Problem statement: Leaving the pictures aside, restate all of the data exactly.

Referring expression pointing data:
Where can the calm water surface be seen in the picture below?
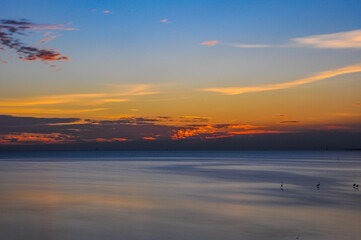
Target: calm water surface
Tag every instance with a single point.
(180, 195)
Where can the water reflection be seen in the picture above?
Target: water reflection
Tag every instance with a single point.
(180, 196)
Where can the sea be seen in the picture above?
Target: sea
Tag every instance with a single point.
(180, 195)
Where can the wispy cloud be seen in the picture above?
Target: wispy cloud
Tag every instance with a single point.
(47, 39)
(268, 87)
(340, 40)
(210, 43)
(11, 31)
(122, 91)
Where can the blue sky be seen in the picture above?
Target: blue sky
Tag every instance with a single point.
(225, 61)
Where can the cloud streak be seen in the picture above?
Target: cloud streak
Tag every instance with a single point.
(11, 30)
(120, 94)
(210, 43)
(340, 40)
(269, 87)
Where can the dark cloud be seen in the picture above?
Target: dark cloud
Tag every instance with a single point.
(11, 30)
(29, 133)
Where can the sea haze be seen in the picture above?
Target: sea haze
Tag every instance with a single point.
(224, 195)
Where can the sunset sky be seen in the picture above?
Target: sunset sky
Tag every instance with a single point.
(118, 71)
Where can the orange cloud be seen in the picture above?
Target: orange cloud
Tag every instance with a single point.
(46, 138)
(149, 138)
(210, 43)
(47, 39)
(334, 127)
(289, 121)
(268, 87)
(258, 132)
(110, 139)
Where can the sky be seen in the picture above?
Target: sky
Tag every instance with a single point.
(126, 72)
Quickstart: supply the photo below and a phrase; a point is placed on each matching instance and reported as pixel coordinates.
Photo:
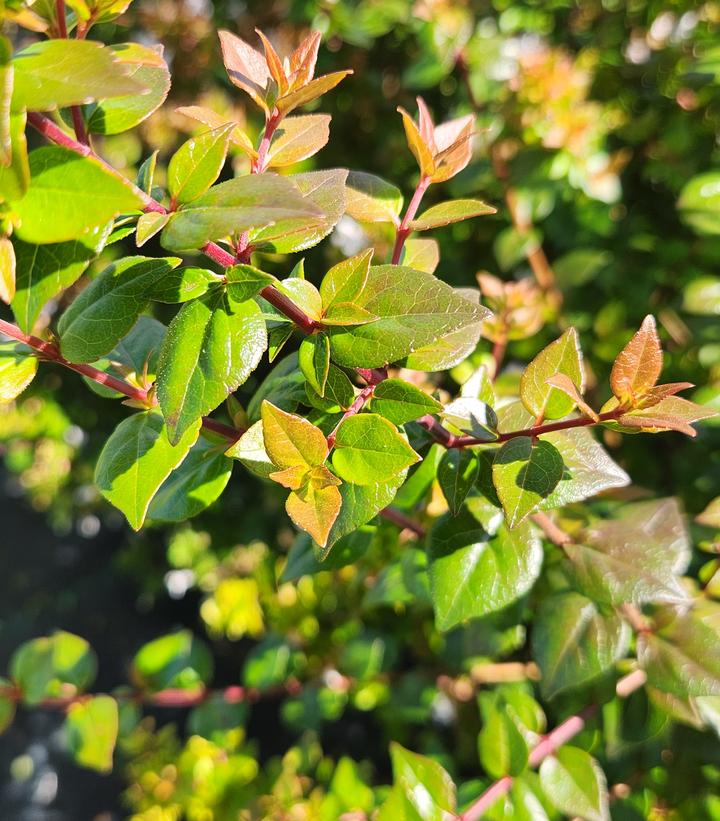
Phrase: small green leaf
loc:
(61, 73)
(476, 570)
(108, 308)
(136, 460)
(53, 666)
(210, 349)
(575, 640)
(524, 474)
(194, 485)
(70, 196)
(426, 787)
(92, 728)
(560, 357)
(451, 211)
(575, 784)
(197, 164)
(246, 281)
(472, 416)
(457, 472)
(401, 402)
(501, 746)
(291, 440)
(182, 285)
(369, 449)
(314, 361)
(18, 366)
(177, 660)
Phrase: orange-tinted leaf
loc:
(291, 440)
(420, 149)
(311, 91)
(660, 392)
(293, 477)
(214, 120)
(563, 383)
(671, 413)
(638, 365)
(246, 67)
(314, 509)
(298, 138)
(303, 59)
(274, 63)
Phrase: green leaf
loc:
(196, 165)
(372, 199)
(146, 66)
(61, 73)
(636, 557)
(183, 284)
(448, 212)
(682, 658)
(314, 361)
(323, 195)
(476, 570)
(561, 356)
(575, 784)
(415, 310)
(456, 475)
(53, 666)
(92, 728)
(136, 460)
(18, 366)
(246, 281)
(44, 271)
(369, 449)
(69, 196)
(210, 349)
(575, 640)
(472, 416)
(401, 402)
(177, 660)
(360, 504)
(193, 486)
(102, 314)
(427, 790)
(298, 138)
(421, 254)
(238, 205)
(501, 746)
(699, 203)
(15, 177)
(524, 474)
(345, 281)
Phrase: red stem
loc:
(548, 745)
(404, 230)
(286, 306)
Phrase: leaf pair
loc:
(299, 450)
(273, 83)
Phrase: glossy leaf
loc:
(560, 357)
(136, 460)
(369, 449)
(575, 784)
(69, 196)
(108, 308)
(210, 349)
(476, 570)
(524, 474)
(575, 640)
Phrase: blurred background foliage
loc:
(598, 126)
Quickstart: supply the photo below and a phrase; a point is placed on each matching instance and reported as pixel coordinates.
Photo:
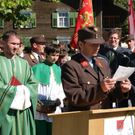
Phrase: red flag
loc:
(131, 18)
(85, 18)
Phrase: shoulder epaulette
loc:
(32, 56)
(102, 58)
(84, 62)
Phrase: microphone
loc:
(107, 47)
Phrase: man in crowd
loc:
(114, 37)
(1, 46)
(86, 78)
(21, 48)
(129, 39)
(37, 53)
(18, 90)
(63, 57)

Worked solution:
Where can the calm water surface be seen in the picture below?
Target: calm water surface
Tag every instance with a single point.
(180, 195)
Where can the water reflection be seen in the picture above?
Target: water reflection
Tag every instance with a single point.
(180, 196)
Where can the sea be seen in the picture above?
Target: sea
Tag every instance with a single point.
(180, 195)
Where can the wispy cloud be seen in the picture above?
Target: wispy cloud
Tag every instance with a single point.
(47, 39)
(268, 87)
(340, 40)
(210, 43)
(11, 31)
(122, 91)
Where can the blue sky be seen in the picture above?
Target: blue sky
Tag every instance with a single point.
(225, 61)
Where can the cloud streak be seen in the picture above?
Target: cloud streak
Tag every instance with a single point.
(11, 30)
(120, 94)
(210, 43)
(340, 40)
(269, 87)
Where can the dark cloud be seen in the picture above?
Target: dark cloud
Tag every instance with a single point.
(11, 30)
(29, 133)
Where can the sea haze be seen in the picture above?
Target: sea haze
Tag every instance with a single point.
(224, 195)
Where can the sunset sky be seen in the picture above?
Target: sunset sky
Tag every instance with a single point.
(118, 71)
Where can the orange cloud be seen in the picture above?
Target: orange cloud
Tag every instance with a single point.
(46, 138)
(149, 138)
(210, 43)
(47, 39)
(334, 127)
(289, 121)
(268, 87)
(258, 132)
(110, 139)
Where can the sky be seen in the picture above?
Target: sky
Tag every instance with a single point.
(126, 72)
Quickstart: supply the photo below and a phrase; a point is placed on each matching instance and reported as pixel coordinates.
Photo:
Phrase: small green leaf
loc:
(61, 73)
(476, 570)
(108, 308)
(136, 460)
(53, 666)
(210, 349)
(575, 640)
(524, 474)
(194, 485)
(70, 196)
(426, 787)
(92, 728)
(560, 357)
(451, 211)
(575, 784)
(197, 164)
(246, 281)
(472, 416)
(457, 472)
(401, 402)
(501, 746)
(291, 440)
(182, 285)
(369, 449)
(314, 361)
(18, 366)
(177, 660)
Phrase: orange-tinted leaf
loc:
(291, 440)
(420, 149)
(311, 91)
(660, 392)
(293, 477)
(214, 120)
(563, 383)
(671, 413)
(638, 365)
(246, 67)
(314, 509)
(298, 138)
(303, 59)
(274, 63)
Phrase: green leaf
loc:
(196, 165)
(372, 199)
(146, 66)
(61, 73)
(636, 557)
(183, 284)
(448, 212)
(682, 658)
(314, 361)
(323, 195)
(476, 570)
(561, 356)
(575, 784)
(415, 310)
(456, 475)
(53, 666)
(92, 728)
(136, 460)
(18, 366)
(246, 281)
(44, 271)
(369, 449)
(69, 196)
(210, 349)
(575, 640)
(472, 416)
(401, 402)
(177, 660)
(360, 504)
(193, 486)
(102, 314)
(427, 790)
(298, 138)
(421, 254)
(238, 205)
(501, 746)
(699, 203)
(15, 177)
(524, 474)
(345, 281)
Phrase: red stem
loc:
(548, 745)
(404, 230)
(286, 306)
Phrase: leaf pair
loc:
(299, 450)
(273, 83)
Phrase: glossy leaf
loc:
(560, 357)
(136, 460)
(369, 449)
(575, 784)
(69, 196)
(108, 308)
(210, 349)
(476, 570)
(524, 474)
(575, 640)
Phrase: blurred background foliage
loc:
(598, 126)
Quickstart: supply the photo below and a phrase; a point is placed on each matching instance and reported as pixel coordinates.
Photo:
Phrase: red flag
loc:
(131, 18)
(85, 18)
Phrase: shoulder epaulette
loc:
(32, 56)
(102, 58)
(84, 62)
Phrase: microphone
loc:
(107, 47)
Phrase: man in crowd
loc:
(114, 37)
(1, 46)
(86, 78)
(21, 48)
(129, 39)
(37, 53)
(18, 90)
(63, 57)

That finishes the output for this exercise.